▸ **Task to complete**
Reproduce each of the records below word for word, leaving out the pictures.

(Location identification records)

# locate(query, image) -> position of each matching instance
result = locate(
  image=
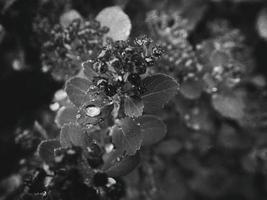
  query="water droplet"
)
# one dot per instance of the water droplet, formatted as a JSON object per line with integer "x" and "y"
{"x": 54, "y": 106}
{"x": 92, "y": 111}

▸ **Task solution**
# locate(query, image) -> position of each matching instance
result = locate(
  image=
  query="water droplet"
)
# one dot per instance of the water droplet, formatted as a JSON object per line with integer "x" and "y"
{"x": 54, "y": 106}
{"x": 92, "y": 111}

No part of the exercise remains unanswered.